Reproduce exactly the lines below, starting with the line that contains "task | identify every instance of the table" and ending with the last line of the records, both included, and nothing else.

Material for the task:
::::::::
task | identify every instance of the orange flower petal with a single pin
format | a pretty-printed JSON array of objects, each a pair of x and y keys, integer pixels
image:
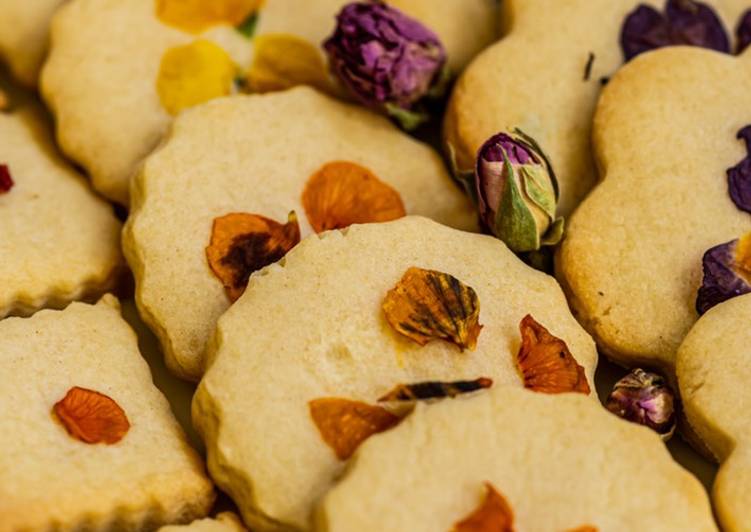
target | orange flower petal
[
  {"x": 243, "y": 243},
  {"x": 493, "y": 515},
  {"x": 91, "y": 417},
  {"x": 546, "y": 363},
  {"x": 342, "y": 193},
  {"x": 427, "y": 305},
  {"x": 345, "y": 424},
  {"x": 195, "y": 16}
]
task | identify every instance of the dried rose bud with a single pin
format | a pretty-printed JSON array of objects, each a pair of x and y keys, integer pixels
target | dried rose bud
[
  {"x": 644, "y": 398},
  {"x": 743, "y": 32},
  {"x": 685, "y": 22},
  {"x": 727, "y": 273},
  {"x": 386, "y": 59},
  {"x": 739, "y": 177},
  {"x": 517, "y": 192}
]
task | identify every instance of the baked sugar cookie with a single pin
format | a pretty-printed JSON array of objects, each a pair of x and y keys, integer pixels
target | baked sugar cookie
[
  {"x": 119, "y": 70},
  {"x": 59, "y": 242},
  {"x": 88, "y": 441},
  {"x": 269, "y": 155},
  {"x": 665, "y": 137},
  {"x": 714, "y": 367},
  {"x": 24, "y": 36},
  {"x": 544, "y": 77},
  {"x": 513, "y": 458},
  {"x": 332, "y": 344}
]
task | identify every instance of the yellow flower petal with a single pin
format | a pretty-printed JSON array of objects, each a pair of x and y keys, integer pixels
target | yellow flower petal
[
  {"x": 195, "y": 16},
  {"x": 193, "y": 74},
  {"x": 282, "y": 61}
]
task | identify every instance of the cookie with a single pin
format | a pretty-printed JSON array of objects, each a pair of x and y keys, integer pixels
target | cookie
[
  {"x": 546, "y": 82},
  {"x": 224, "y": 522},
  {"x": 664, "y": 138},
  {"x": 342, "y": 322},
  {"x": 59, "y": 241},
  {"x": 502, "y": 458},
  {"x": 713, "y": 367},
  {"x": 24, "y": 36},
  {"x": 88, "y": 441},
  {"x": 332, "y": 164},
  {"x": 118, "y": 71}
]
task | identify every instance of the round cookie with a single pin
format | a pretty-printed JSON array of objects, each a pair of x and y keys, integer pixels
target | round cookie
[
  {"x": 664, "y": 136},
  {"x": 59, "y": 241},
  {"x": 714, "y": 368},
  {"x": 101, "y": 81},
  {"x": 313, "y": 327},
  {"x": 24, "y": 36},
  {"x": 580, "y": 468},
  {"x": 254, "y": 154},
  {"x": 544, "y": 77}
]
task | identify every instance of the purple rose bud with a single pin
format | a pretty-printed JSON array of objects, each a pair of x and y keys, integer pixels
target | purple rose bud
[
  {"x": 644, "y": 398},
  {"x": 386, "y": 59},
  {"x": 685, "y": 22},
  {"x": 739, "y": 177},
  {"x": 727, "y": 273}
]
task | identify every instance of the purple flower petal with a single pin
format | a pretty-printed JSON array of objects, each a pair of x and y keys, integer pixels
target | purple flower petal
[{"x": 685, "y": 22}]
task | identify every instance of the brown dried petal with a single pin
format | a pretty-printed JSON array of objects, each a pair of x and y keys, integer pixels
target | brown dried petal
[
  {"x": 493, "y": 515},
  {"x": 427, "y": 305},
  {"x": 435, "y": 389},
  {"x": 343, "y": 193},
  {"x": 546, "y": 363},
  {"x": 345, "y": 424},
  {"x": 91, "y": 417},
  {"x": 242, "y": 243}
]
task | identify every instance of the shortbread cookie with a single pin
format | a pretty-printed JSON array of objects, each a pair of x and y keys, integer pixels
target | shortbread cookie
[
  {"x": 224, "y": 522},
  {"x": 88, "y": 441},
  {"x": 544, "y": 77},
  {"x": 58, "y": 242},
  {"x": 435, "y": 470},
  {"x": 664, "y": 137},
  {"x": 118, "y": 71},
  {"x": 260, "y": 155},
  {"x": 714, "y": 368},
  {"x": 24, "y": 36},
  {"x": 317, "y": 340}
]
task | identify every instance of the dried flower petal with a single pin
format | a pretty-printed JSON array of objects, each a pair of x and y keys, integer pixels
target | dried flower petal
[
  {"x": 243, "y": 243},
  {"x": 343, "y": 193},
  {"x": 546, "y": 363},
  {"x": 195, "y": 16},
  {"x": 739, "y": 177},
  {"x": 435, "y": 390},
  {"x": 428, "y": 305},
  {"x": 91, "y": 417},
  {"x": 345, "y": 424},
  {"x": 685, "y": 22},
  {"x": 6, "y": 181},
  {"x": 727, "y": 273},
  {"x": 493, "y": 515},
  {"x": 193, "y": 74},
  {"x": 282, "y": 61}
]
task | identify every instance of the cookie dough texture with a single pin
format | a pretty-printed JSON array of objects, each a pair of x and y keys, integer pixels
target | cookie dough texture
[
  {"x": 312, "y": 327},
  {"x": 465, "y": 27},
  {"x": 49, "y": 480},
  {"x": 24, "y": 36},
  {"x": 534, "y": 79},
  {"x": 254, "y": 154},
  {"x": 714, "y": 368},
  {"x": 100, "y": 83},
  {"x": 580, "y": 466},
  {"x": 59, "y": 242},
  {"x": 664, "y": 136}
]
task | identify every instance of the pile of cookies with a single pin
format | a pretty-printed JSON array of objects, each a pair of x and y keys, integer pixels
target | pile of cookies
[{"x": 386, "y": 240}]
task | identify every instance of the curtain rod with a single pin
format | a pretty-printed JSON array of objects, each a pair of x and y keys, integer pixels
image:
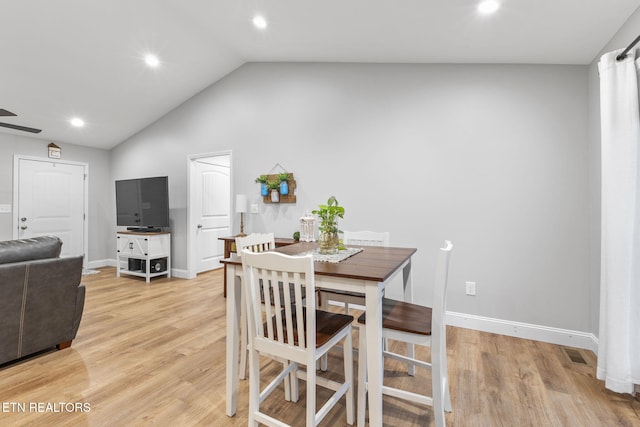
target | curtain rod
[{"x": 624, "y": 52}]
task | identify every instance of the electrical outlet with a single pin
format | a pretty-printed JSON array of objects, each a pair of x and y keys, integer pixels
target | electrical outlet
[{"x": 470, "y": 288}]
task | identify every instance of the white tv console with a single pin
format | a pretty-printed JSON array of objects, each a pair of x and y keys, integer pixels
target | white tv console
[{"x": 143, "y": 254}]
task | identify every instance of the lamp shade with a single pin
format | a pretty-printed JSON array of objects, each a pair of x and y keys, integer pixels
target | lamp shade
[{"x": 241, "y": 203}]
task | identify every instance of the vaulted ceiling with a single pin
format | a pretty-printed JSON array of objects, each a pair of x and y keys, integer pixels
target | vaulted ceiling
[{"x": 77, "y": 58}]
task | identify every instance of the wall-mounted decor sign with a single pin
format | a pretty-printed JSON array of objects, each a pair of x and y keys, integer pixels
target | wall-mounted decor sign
[
  {"x": 277, "y": 187},
  {"x": 54, "y": 151}
]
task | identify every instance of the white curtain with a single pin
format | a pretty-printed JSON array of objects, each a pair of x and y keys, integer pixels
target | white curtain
[{"x": 619, "y": 340}]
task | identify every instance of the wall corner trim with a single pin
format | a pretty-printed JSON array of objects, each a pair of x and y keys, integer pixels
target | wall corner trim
[{"x": 577, "y": 339}]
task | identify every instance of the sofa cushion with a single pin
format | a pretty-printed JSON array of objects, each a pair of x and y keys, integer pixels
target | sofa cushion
[
  {"x": 30, "y": 249},
  {"x": 50, "y": 303},
  {"x": 12, "y": 279}
]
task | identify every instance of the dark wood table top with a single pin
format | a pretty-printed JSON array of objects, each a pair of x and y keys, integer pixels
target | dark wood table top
[{"x": 374, "y": 263}]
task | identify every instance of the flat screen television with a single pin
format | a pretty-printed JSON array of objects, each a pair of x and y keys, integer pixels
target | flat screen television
[{"x": 143, "y": 204}]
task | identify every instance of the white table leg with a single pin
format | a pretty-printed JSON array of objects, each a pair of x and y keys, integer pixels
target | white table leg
[
  {"x": 407, "y": 285},
  {"x": 375, "y": 363},
  {"x": 233, "y": 338}
]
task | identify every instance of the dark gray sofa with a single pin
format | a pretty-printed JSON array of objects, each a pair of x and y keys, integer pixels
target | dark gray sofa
[{"x": 41, "y": 297}]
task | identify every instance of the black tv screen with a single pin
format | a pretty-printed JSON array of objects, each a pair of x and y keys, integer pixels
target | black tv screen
[{"x": 143, "y": 203}]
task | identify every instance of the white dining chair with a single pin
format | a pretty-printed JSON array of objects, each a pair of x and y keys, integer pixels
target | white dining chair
[
  {"x": 255, "y": 242},
  {"x": 285, "y": 328},
  {"x": 418, "y": 325}
]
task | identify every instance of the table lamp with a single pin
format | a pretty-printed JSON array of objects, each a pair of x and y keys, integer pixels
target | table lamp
[{"x": 241, "y": 208}]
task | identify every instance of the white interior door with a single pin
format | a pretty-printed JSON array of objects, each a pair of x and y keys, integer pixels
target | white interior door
[
  {"x": 51, "y": 201},
  {"x": 210, "y": 209}
]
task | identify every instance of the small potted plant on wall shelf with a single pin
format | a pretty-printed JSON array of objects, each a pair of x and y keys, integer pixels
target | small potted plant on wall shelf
[
  {"x": 284, "y": 186},
  {"x": 262, "y": 179},
  {"x": 273, "y": 188}
]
::::::::
Task result:
task | identify every instance of the table lamp with a single pin
format | a pretty-printed JSON array of objects, each a pair of x and y keys, integer pixels
target | table lamp
[{"x": 241, "y": 208}]
task | identify every instance of the white interior door with a single pin
format | a pretty-printed JSON array of objects, each a pair of x and y keys, integer pixels
target | white interior door
[
  {"x": 51, "y": 201},
  {"x": 210, "y": 209}
]
task | identify every instance of the small potted plant on wall shelf with a single pin
format | a pretty-printed JSON array of objects, each a pair of x and y keys, integer pixels
target | small potted plant on wall shelf
[
  {"x": 284, "y": 186},
  {"x": 262, "y": 179},
  {"x": 273, "y": 188}
]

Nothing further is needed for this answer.